- [Given exercise] Copy everything from the line containing "out the faucet" down to the end of the entries below, requests included. Raise each number in the answer coordinates by 86, and leave every other number unchanged.

- [Records for this task]
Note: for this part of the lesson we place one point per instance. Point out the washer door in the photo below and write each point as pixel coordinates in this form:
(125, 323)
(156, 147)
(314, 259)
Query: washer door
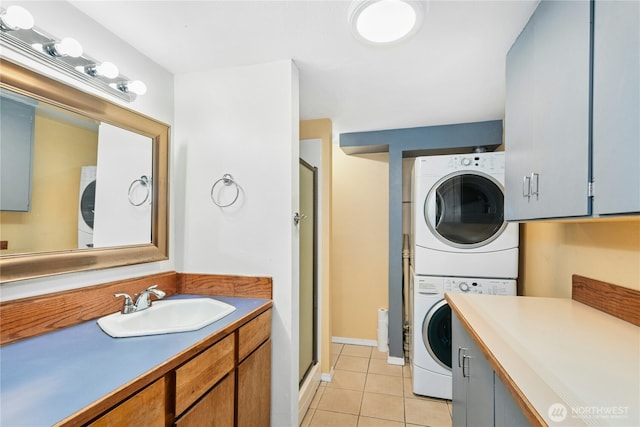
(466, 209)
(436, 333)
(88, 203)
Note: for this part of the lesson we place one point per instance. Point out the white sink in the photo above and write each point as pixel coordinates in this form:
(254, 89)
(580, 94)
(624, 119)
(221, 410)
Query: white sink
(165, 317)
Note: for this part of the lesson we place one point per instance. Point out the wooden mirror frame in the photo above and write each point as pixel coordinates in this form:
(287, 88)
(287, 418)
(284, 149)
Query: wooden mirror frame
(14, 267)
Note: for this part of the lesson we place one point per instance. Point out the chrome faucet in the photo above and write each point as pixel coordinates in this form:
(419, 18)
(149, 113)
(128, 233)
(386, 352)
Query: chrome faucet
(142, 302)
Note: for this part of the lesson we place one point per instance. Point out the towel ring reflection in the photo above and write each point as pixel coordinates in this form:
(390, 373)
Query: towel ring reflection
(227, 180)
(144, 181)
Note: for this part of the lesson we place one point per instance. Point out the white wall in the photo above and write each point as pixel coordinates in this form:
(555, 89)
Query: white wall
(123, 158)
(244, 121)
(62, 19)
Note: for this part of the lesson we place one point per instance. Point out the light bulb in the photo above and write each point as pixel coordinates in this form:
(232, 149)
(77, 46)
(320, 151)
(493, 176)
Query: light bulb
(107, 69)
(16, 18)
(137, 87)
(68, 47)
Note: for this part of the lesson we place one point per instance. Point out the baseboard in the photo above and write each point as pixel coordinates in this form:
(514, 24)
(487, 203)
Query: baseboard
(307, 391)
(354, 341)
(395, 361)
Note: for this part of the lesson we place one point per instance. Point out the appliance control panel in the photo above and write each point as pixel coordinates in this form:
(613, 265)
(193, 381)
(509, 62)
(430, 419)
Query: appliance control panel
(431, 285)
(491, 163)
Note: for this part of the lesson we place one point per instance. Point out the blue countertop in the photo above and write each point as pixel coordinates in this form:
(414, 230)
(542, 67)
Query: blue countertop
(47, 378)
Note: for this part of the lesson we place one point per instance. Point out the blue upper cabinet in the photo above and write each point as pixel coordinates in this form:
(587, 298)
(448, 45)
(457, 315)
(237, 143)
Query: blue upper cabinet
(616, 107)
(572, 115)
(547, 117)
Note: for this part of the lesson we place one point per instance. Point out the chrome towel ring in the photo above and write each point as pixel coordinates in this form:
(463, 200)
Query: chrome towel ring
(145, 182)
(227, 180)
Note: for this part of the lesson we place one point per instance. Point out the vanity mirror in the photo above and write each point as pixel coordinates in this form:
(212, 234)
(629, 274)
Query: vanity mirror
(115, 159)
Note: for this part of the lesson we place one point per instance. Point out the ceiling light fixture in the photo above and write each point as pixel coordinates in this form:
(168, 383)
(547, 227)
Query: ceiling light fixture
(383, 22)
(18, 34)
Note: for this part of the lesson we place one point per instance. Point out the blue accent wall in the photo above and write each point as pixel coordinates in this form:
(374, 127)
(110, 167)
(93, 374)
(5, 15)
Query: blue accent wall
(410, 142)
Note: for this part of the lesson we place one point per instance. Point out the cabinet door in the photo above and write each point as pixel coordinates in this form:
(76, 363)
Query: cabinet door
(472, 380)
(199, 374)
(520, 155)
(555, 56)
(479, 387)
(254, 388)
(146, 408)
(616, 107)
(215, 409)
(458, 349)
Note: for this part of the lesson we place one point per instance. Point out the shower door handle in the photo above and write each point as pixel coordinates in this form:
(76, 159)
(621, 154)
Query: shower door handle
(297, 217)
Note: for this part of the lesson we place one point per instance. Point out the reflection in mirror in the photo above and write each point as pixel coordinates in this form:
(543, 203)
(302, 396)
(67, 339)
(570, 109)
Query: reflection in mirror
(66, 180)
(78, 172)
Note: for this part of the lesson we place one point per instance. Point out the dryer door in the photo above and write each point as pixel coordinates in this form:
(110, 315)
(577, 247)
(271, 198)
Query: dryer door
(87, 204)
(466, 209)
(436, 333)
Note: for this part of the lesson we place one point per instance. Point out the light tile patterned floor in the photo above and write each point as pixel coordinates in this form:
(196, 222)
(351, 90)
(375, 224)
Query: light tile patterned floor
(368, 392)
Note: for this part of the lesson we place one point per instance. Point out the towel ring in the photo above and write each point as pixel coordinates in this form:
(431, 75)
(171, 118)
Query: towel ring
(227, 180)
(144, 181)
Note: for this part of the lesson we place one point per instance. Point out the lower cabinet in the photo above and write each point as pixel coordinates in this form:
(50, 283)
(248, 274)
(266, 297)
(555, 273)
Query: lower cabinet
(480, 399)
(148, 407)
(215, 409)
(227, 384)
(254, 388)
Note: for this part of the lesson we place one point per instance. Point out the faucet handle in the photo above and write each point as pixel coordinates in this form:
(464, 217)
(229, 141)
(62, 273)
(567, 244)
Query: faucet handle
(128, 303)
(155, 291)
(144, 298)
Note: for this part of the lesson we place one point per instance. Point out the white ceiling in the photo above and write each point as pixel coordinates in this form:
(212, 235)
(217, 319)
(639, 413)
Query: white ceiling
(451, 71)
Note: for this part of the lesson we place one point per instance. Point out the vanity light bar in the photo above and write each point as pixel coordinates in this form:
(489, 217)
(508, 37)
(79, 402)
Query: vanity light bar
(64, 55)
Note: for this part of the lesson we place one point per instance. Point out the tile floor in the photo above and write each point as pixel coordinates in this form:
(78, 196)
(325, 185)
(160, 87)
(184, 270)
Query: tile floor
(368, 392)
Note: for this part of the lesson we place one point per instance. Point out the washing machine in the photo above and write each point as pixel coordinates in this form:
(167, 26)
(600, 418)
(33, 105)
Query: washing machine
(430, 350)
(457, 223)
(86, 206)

- [Exercise output]
Note: for this part of the lesson we place one point per instance. Point out the faucet handle in the photo above and write each point as pixel coordinates in this form:
(464, 217)
(229, 141)
(62, 273)
(567, 244)
Query: faucet handle
(214, 389)
(241, 377)
(230, 384)
Note: for this part of the lesson we place one point per instance. Point out the white ceiling in the photo above and write each point as pixel coordinates in this form:
(212, 235)
(217, 319)
(639, 413)
Query: white ceiling
(537, 157)
Note: for this part of the lesson we place one point per instance. Point out the vanity light bar in the photo above and write each point as pixel coordinates in this form:
(489, 217)
(508, 37)
(79, 402)
Query: vanity light bar
(150, 141)
Note: for this part of the lesson we place one point per instance. Point out the tile floor in the photo above and write each point as pixel coordinates in this form:
(78, 196)
(325, 185)
(160, 87)
(184, 270)
Query: tile floor
(454, 478)
Note: for this part of the lesson we place one point per instance. Point out the washing machine in the photo above and write each point as pixel coordinates in this form:
(167, 26)
(600, 418)
(33, 105)
Query: washing machine
(516, 436)
(543, 309)
(172, 292)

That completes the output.